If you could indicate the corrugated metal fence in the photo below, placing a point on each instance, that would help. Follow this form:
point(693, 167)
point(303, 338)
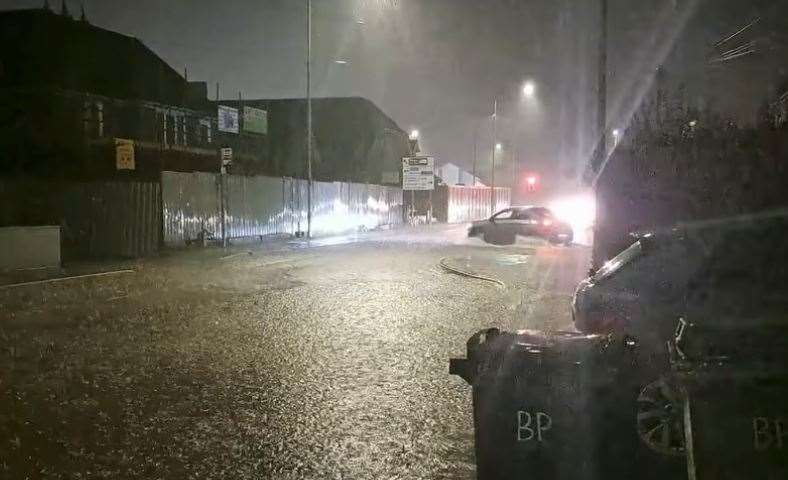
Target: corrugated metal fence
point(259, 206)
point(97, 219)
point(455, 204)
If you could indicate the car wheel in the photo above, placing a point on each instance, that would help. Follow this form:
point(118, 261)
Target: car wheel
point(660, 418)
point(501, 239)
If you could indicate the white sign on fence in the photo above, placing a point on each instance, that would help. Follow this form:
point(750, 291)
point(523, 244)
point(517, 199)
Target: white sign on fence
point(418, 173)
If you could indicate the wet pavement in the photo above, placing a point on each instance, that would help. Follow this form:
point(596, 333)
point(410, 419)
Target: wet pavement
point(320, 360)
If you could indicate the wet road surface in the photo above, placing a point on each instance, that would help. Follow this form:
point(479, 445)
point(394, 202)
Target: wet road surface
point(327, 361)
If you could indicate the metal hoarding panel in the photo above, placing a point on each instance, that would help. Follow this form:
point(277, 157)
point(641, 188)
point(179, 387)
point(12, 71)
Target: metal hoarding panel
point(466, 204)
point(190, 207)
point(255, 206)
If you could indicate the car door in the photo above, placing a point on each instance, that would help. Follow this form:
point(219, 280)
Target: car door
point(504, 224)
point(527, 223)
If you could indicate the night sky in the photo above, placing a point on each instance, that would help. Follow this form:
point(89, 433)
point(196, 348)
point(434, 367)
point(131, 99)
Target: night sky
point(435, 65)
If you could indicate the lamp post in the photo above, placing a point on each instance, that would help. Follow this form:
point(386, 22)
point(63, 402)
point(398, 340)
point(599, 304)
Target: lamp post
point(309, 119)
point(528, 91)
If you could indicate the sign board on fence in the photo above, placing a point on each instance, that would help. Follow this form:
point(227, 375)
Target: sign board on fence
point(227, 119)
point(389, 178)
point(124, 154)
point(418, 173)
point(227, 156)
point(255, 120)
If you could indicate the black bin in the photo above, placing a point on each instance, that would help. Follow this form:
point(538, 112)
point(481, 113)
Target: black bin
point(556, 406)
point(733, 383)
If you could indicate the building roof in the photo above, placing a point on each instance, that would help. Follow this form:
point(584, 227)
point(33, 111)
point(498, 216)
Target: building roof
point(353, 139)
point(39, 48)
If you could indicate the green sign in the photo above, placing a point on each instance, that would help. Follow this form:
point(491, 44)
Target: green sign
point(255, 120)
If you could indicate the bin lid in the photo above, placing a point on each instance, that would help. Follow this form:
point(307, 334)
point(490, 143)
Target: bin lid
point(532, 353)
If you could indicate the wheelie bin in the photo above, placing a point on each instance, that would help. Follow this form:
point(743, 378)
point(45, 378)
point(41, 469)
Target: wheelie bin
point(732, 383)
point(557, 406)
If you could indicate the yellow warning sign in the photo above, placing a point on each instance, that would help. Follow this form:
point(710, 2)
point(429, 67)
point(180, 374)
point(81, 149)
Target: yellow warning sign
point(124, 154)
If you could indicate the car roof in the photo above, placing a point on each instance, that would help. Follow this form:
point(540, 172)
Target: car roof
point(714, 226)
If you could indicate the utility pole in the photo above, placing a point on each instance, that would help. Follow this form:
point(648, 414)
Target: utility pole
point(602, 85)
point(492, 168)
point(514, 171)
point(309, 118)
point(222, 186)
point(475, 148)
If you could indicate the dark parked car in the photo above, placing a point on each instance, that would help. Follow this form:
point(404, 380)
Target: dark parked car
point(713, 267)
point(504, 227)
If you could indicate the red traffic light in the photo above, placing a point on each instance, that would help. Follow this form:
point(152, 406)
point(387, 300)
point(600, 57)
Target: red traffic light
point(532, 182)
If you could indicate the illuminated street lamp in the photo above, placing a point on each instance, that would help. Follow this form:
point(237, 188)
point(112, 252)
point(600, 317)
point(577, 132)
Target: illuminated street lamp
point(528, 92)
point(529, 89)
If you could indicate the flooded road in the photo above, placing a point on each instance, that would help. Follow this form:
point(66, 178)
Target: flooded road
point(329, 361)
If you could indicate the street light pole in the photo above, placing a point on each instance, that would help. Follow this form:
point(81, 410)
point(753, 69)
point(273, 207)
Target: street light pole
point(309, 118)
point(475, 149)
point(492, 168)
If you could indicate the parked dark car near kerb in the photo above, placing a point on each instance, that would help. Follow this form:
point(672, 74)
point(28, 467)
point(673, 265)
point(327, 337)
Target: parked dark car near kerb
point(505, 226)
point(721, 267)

· · · · · · ·

### [TASK STATEMENT]
Copy all of the material above word for word, leaving out the pictures.

### [SOLUTION TO THIS TASK]
If you could indicate the corrugated metal fence in the photo below, placing a point on each instance, that would help. Follow this form:
point(693, 167)
point(303, 338)
Target: corrugated metal fence
point(259, 206)
point(97, 219)
point(455, 204)
If you could indicate the car wheel in the photo above, placing a point on each instance, that would help. Follow this form:
point(118, 261)
Target: car wheel
point(660, 418)
point(501, 239)
If you could indicate the white sign on fence in the photo above, placing a point on each instance, that would help. Follow this form:
point(750, 291)
point(523, 244)
point(517, 199)
Target: white sign on fence
point(418, 173)
If you could indicate the wet pavement in the photo above, placing a point on each instance, that would help. Follow this form:
point(596, 333)
point(410, 419)
Target: wet pavement
point(320, 360)
If you could indicate the wet road surface in the photo above, placing a point on each instance, that would help. Follow this form:
point(479, 445)
point(394, 202)
Target: wet road surface
point(327, 361)
If you could indicate the metal hoarding panel in the photo above, placing a point on each instance, that would help. Follow this form:
point(277, 157)
point(641, 188)
point(179, 387)
point(12, 71)
Target: metal hoarding panel
point(466, 204)
point(190, 207)
point(255, 206)
If you could indicate the car door in the photo above, placing a point on each instance, that would help. Follow this form:
point(219, 280)
Target: car door
point(504, 224)
point(527, 223)
If you could indicate the night sky in the photo above, placing a point on each instance, that would help. Follow this form:
point(89, 433)
point(196, 348)
point(434, 367)
point(131, 99)
Target: night sky
point(435, 65)
If you could indicate the lamp post in the photo above, placing a point on each instance, that would help. Follow this form:
point(386, 22)
point(63, 402)
point(398, 340)
point(599, 304)
Target: lamp post
point(309, 119)
point(528, 91)
If you could indicate the sign board on fence in the photo above, placing a point on each instance, that would help. Follow this form:
point(227, 375)
Target: sign board on fence
point(227, 119)
point(389, 178)
point(124, 154)
point(418, 173)
point(227, 156)
point(255, 120)
If you could indicate the black bin in the photo above, placing a point on each instance, that would help. Follow this form:
point(538, 112)
point(481, 113)
Target: black bin
point(556, 406)
point(733, 383)
If you could indicate the building roof in the photo above, placing a point on each instance, that would help. Follow this form:
point(584, 227)
point(33, 111)
point(498, 216)
Target: building roof
point(353, 139)
point(39, 48)
If you could indicate the green sign in the photo above, placing a point on each instance, that would help. Follow this form:
point(491, 44)
Target: green sign
point(255, 120)
If you could indicate the bin lid in the photo above, placing a point on each instance, that would help. Follow this form:
point(307, 334)
point(490, 143)
Target: bin lid
point(532, 353)
If you could indicate the wheelie bin in the photo above, placing a point on each instance, that would help. Follow this form:
point(743, 378)
point(45, 378)
point(41, 469)
Target: wheelie bin
point(732, 383)
point(557, 406)
If you could indicate the yellow warning sign in the photo above, placing a point on each instance, that would help. Follow this form:
point(710, 2)
point(429, 67)
point(180, 374)
point(81, 149)
Target: yellow warning sign
point(124, 154)
If you could indicate the car roof in the photo above, placing a point on each instance, that would help. Follow this form:
point(540, 172)
Target: car roof
point(714, 226)
If you could indicate the utility pole in the photo above, placing a point on each instance, that would help. Follow this form:
point(648, 414)
Target: utility pole
point(602, 85)
point(492, 168)
point(514, 171)
point(309, 118)
point(222, 186)
point(475, 148)
If you could indicate the dark parked car in the photo above, placing a point on each instance, that would help. Follow this form:
point(404, 380)
Target: dark parked car
point(713, 267)
point(504, 227)
If you could indicate the red traffic light in the photo above, placing a point on each instance, that would help. Follow this form:
point(152, 406)
point(387, 300)
point(600, 57)
Target: red traffic light
point(532, 182)
If you could indicate the illuminated street lamp in the photo above, placing a point on each instance, that would help. Follow this form:
point(237, 188)
point(112, 252)
point(600, 317)
point(577, 132)
Target: illuminated street lamp
point(528, 92)
point(529, 89)
If you could indicate the flooded road in the photo above, placing a point on each instance, that would help. Follow this form:
point(66, 178)
Target: flooded road
point(329, 361)
If you could indicate the street light pole in the photo above, placing a point on each instance, that would help. Follow this form:
point(81, 410)
point(753, 69)
point(273, 207)
Target: street light pole
point(309, 118)
point(475, 149)
point(492, 168)
If you could indicate the parked dark car near kerb in the photo above, placing a point on each instance, that would help. Follow this form:
point(672, 74)
point(28, 467)
point(673, 265)
point(327, 337)
Target: parked dark car near kerb
point(505, 226)
point(721, 267)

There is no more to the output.